— Exercise task —
Copy these stored entries line for line, with nothing changed.

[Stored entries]
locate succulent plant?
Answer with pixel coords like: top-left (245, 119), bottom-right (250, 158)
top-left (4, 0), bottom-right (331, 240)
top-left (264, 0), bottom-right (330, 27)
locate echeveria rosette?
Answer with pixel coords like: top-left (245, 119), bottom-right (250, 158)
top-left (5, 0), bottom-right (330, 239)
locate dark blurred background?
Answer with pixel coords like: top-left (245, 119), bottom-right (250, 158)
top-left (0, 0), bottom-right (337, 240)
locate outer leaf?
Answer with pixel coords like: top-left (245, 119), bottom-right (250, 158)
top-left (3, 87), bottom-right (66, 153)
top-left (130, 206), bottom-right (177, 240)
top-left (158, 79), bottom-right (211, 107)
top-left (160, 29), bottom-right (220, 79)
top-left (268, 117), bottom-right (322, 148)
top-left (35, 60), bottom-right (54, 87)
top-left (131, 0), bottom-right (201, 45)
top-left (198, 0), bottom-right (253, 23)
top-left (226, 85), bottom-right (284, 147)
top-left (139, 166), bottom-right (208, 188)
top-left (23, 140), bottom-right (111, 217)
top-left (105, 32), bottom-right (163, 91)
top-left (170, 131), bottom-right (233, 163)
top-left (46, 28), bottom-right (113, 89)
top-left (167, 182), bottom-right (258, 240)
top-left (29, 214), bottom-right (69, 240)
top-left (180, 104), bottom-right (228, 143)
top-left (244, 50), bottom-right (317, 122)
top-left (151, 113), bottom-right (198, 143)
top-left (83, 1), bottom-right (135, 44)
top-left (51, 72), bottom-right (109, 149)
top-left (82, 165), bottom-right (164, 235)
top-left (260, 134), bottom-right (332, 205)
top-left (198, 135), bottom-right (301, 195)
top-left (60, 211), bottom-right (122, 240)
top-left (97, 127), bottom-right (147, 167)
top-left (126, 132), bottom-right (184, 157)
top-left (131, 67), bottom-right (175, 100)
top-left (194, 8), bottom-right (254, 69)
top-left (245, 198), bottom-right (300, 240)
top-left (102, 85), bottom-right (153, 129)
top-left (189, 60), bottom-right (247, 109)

— Complete output —
locate succulent plant?
Answer with pixel coords like: top-left (245, 119), bottom-right (250, 158)
top-left (4, 0), bottom-right (331, 240)
top-left (264, 0), bottom-right (330, 27)
locate echeveria rosette?
Answer with pixel coords like: top-left (245, 119), bottom-right (250, 158)
top-left (5, 0), bottom-right (330, 239)
locate dark blurred background?
Answer with pixel coords like: top-left (245, 119), bottom-right (250, 158)
top-left (0, 0), bottom-right (337, 240)
locate outer leaf?
Answer with pixel coords like: top-left (245, 119), bottom-right (250, 158)
top-left (3, 87), bottom-right (66, 153)
top-left (130, 206), bottom-right (177, 240)
top-left (158, 79), bottom-right (211, 107)
top-left (160, 29), bottom-right (220, 79)
top-left (268, 117), bottom-right (322, 148)
top-left (35, 60), bottom-right (54, 87)
top-left (131, 0), bottom-right (201, 45)
top-left (198, 0), bottom-right (253, 23)
top-left (226, 85), bottom-right (284, 147)
top-left (139, 166), bottom-right (208, 188)
top-left (23, 140), bottom-right (111, 217)
top-left (105, 32), bottom-right (163, 91)
top-left (170, 131), bottom-right (233, 163)
top-left (46, 28), bottom-right (113, 89)
top-left (167, 182), bottom-right (258, 240)
top-left (29, 214), bottom-right (69, 240)
top-left (180, 104), bottom-right (228, 143)
top-left (244, 50), bottom-right (317, 122)
top-left (151, 113), bottom-right (198, 143)
top-left (83, 1), bottom-right (135, 44)
top-left (51, 72), bottom-right (109, 149)
top-left (82, 165), bottom-right (164, 235)
top-left (260, 134), bottom-right (332, 205)
top-left (198, 135), bottom-right (301, 195)
top-left (60, 211), bottom-right (122, 240)
top-left (97, 127), bottom-right (147, 167)
top-left (126, 132), bottom-right (184, 157)
top-left (131, 67), bottom-right (175, 100)
top-left (194, 8), bottom-right (254, 69)
top-left (245, 198), bottom-right (300, 240)
top-left (102, 85), bottom-right (153, 129)
top-left (189, 60), bottom-right (247, 109)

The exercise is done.